THE EXERCISE » Format each line of the entries below as a Markdown table with the columns Row and Line. Number the rows, skip blank lines, and leave the pictures out of your answer.
##### DATASET EXCERPTS
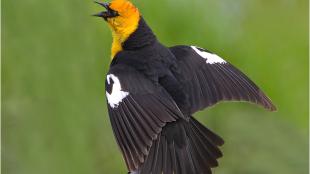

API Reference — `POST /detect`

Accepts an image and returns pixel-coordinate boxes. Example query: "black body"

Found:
[106,17,275,174]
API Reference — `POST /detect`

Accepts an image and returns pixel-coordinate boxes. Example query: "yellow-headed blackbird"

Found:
[95,0,276,174]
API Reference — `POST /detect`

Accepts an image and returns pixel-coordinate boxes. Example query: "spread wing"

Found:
[170,46,276,113]
[106,65,183,171]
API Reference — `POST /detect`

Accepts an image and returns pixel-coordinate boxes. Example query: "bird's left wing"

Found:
[106,65,183,171]
[170,46,276,113]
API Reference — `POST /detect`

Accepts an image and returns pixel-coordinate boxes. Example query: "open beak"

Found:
[93,1,118,20]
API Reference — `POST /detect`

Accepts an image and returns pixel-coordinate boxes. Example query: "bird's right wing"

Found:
[170,46,276,113]
[106,65,184,171]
##########
EXERCISE RESPONSE »
| Row | Line |
|---|---|
| 1 | API Reference — `POST /detect` |
| 2 | Accepts an image and returns pixel-coordinate boxes. Example query: "black body" |
| 3 | Found: |
| 4 | [106,17,275,174] |
| 5 | API Reference — `POST /detect` |
| 6 | Accepts an image and returns pixel-coordinate boxes. Example query: "yellow-headed blackbird" |
| 7 | Found: |
| 8 | [95,0,276,174] |
| 9 | API Reference — `POST /detect` |
| 10 | Accepts an image and returns pixel-coordinate boxes. Example query: "spread wing" |
| 11 | Found: |
| 12 | [170,46,276,113] |
| 13 | [106,65,183,171] |
| 14 | API Reference — `POST /detect` |
| 15 | Accepts an image and returns pixel-coordinate boxes. Example query: "bird's left wing" |
| 16 | Found: |
| 17 | [106,65,183,171] |
| 18 | [170,46,276,113] |
| 19 | API Reference — `POST /detect` |
| 20 | Accepts an image and returns pixel-coordinate boxes. Example query: "open beak" |
| 21 | Found: |
| 22 | [93,1,118,20] |
| 23 | API Reference — `POST /detect` |
| 24 | Accepts an image and returns pixel-coordinate boxes. Example query: "bird's right wing" |
| 25 | Found: |
| 26 | [170,46,276,113] |
| 27 | [106,65,184,171] |